### Brief
Render all of the material below as a numbered list, leaving out any blank lines.
** START Provided information **
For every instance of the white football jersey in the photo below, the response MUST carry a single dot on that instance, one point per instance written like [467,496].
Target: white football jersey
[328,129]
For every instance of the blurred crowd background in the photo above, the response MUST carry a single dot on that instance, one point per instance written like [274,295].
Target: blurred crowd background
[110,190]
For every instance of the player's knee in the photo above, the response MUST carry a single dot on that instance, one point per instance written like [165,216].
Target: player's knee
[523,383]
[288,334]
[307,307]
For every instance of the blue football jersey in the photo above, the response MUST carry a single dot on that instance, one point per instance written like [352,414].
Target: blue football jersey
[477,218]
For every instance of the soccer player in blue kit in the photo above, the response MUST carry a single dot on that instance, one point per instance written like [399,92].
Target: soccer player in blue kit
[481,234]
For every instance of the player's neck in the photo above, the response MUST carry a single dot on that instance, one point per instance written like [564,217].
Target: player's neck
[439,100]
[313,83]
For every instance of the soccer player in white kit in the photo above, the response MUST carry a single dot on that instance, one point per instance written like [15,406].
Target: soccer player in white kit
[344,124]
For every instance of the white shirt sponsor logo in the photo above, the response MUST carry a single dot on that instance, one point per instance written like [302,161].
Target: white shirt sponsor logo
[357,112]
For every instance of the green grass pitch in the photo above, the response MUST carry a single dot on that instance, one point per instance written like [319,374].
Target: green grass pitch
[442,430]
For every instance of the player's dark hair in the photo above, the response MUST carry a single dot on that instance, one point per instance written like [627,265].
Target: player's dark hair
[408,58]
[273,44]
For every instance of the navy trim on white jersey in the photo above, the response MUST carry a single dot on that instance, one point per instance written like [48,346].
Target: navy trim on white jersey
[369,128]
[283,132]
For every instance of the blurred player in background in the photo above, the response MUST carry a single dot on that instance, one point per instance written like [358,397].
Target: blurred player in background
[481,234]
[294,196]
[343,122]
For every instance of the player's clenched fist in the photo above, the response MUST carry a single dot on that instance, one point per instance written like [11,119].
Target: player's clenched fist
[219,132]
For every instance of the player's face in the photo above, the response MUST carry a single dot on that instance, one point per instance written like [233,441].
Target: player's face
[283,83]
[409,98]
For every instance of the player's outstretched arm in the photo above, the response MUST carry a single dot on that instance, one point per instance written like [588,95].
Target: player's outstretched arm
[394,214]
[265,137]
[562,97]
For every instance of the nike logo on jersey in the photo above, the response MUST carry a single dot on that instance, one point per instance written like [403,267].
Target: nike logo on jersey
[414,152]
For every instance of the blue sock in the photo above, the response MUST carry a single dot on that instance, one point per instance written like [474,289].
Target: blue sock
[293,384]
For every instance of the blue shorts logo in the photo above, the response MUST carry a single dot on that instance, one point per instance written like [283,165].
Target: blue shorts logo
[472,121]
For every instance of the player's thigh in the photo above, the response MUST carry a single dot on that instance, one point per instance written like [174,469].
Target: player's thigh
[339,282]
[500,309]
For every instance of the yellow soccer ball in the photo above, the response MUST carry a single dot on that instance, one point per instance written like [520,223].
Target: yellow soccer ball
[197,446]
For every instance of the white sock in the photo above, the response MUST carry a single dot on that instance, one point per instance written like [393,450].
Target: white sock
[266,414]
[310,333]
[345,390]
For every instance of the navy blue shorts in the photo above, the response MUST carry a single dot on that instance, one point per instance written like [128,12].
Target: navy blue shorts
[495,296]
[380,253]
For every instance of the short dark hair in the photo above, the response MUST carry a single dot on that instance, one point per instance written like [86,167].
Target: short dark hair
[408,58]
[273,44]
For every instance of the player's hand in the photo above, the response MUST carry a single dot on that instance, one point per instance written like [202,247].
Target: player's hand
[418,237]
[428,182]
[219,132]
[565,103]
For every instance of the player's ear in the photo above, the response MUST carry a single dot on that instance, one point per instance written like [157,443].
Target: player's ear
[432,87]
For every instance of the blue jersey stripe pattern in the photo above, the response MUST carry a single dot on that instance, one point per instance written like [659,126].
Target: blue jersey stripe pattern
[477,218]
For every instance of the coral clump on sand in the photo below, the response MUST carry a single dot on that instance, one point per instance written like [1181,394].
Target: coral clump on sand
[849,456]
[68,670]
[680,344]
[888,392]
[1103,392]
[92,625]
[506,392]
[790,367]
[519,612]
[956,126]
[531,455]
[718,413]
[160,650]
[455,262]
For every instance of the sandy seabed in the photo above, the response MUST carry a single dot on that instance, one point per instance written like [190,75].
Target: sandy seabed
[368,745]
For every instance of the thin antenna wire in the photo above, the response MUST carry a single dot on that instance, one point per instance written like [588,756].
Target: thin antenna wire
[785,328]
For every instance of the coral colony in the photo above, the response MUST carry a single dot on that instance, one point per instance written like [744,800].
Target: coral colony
** END Provided information **
### Final result
1. For every instance of the white football jersey in the photo below, the response MUST carry a single dot on that instance, one point per instance written like [467,496].
2. Target: white football jersey
3. [328,129]
4. For every instance of the blurred crowd background in the photo above, the response MUST carry a single dot on that instance, one point per instance written like [274,295].
5. Target: blurred crowd background
6. [110,190]
7. For every instance of the player's knee in the photo above, the response MUST carry a single dot on that instance, one point per instance written like [165,216].
8. Target: player's knee
9. [523,383]
10. [288,334]
11. [307,307]
12. For every instance of the blue football jersey in the photo above, the response MUST carry a single dot on that instance, one point per instance written like [352,414].
13. Target: blue football jersey
14. [477,218]
15. For every instance of the soccer player in blue kit in the photo above, the response MUST carry a single dot on that instance, one point per instance written like [399,92].
16. Target: soccer player in blue kit
17. [481,234]
18. For every instance of the player's neck in the photo above, the response MUST carry a single dot on that instance, one point per instance written like [564,217].
19. Target: player's neck
20. [439,100]
21. [313,83]
22. For every instance of the soccer player in white kit in the photo above, the response MUST carry a single dot on that instance, one point per instance written like [15,406].
23. Target: soccer player in white kit
24. [344,124]
25. For every instance of the white shirt sponsor logo in the photo above, the response MUST carry a single dot on that instance, one point per instance written like [302,161].
26. Target: white shirt sponsor logo
27. [357,112]
28. For every instance of the green grass pitch in the photo above, the response MUST carry a single dot on that instance, one point per instance written like [319,374].
29. Target: green grass pitch
30. [442,430]
31. For every instance of the player's dark hair in the photo above, the response MUST carry a single dot on that instance, one point per instance written like [627,265].
32. Target: player's dark hair
33. [408,58]
34. [273,44]
35. For every instance of the navy trim on white jersey in the photo above, the response MUST carry a single dot on that instance, one point per instance written like [48,346].
36. Target: navy trim on white jersey
37. [369,128]
38. [283,132]
39. For every instance of the blurred player in background in the photo above, the response MUST carry a single dot on that instance, one point per instance written like [358,397].
40. Target: blurred player in background
41. [481,234]
42. [294,196]
43. [343,122]
44. For every instance of the player's clenched fist in the photo above, the response MUST carry a single dot on that instance, one point per instance written like [11,119].
45. Target: player's clenched fist
46. [219,132]
47. For every instance of the player's face in the photo above, the response MUST carry a single dot on that instance, one point per instance written like [233,441].
48. Target: player's face
49. [283,83]
50. [409,98]
51. For every instance of the player's outstretched arm in the photo above, the response MUST carry a single dot on that instance, one point per instance written like [588,95].
52. Target: player's outstretched arm
53. [394,214]
54. [265,137]
55. [562,97]
56. For every instance of the nike logo on jersey in the photo above, the response MUST carry a single dot on that instance, one point per instance written like [403,267].
57. Target: nike logo on jersey
58. [414,152]
59. For every instance of the blue sock in the photo above, the response MUST carry a single dot on that instance, one point per instance written like [474,289].
60. Target: blue sock
61. [293,384]
62. For every instance of the blue shorts logo in the photo above, the response MUST carry a single dot on that instance, one point per instance written like [283,165].
63. Target: blue shorts logo
64. [472,121]
65. For every instance of the player's thigh in the photo above, the response MUST carry a single dot on that instance, one point per instance written like [174,469].
66. Target: player's thigh
67. [339,282]
68. [500,309]
69. For every instance of the yellow soccer ball in the photo above, the response MUST carry a single dot on that instance, one point per instance written like [520,223].
70. Target: yellow soccer ball
71. [197,446]
72. For every instance of the white sock in the photo above, the response MUST carry a single dot on that instance, one point per instance written like [393,450].
73. Target: white sock
74. [266,414]
75. [310,333]
76. [345,390]
77. For every instance of the navy blue shorts in the photo above, the response MUST carry a single dot on that instance, one point per instance written like [128,12].
78. Target: navy blue shorts
79. [495,296]
80. [380,253]
81. For every instance of the short dark hair in the photo above, the response MUST carry a single dot on that instance, one point per instance written like [86,167].
82. Target: short dark hair
83. [408,58]
84. [273,44]
85. For every instance of the player's hand in the photo above, the response MUST carry a single dot on that instance, one point per instance written like [202,247].
86. Target: player's hand
87. [418,237]
88. [428,182]
89. [219,132]
90. [565,103]
91. For every instance of the player's ear in the photo above, the response MUST carry a single dot on that instance, one point per instance written like [157,443].
92. Target: player's ear
93. [432,87]
94. For every instance of the blue jersey stripe pattern in the photo above, the response MUST carry a single dot on that instance, one point per instance written like [659,126].
95. Target: blue jersey stripe pattern
96. [477,218]
97. For every instance of the coral clump on sand in the photo below, the response MUST carry a single dot on that instance, one point per instance written like [1181,394].
98. Target: coral clump on sand
99. [849,456]
100. [68,670]
101. [680,344]
102. [888,392]
103. [1103,392]
104. [92,625]
105. [506,392]
106. [790,367]
107. [519,612]
108. [956,126]
109. [531,455]
110. [718,413]
111. [160,650]
112. [455,262]
113. For every instance of the sandy seabed in the photo above, the response MUST carry a single dot on that instance, one point per instance written like [190,75].
114. Target: sandy seabed
115. [368,745]
116. For every instance of the thin antenna wire in the photo above, the response MUST carry a single dot on that instance, one point per instance written like [588,756].
117. Target: thin antenna wire
118. [785,328]
119. For every instance of the coral colony in the photo above, the response MUST carry a single dot on that instance, one point per instance written like [744,800].
120. Target: coral colony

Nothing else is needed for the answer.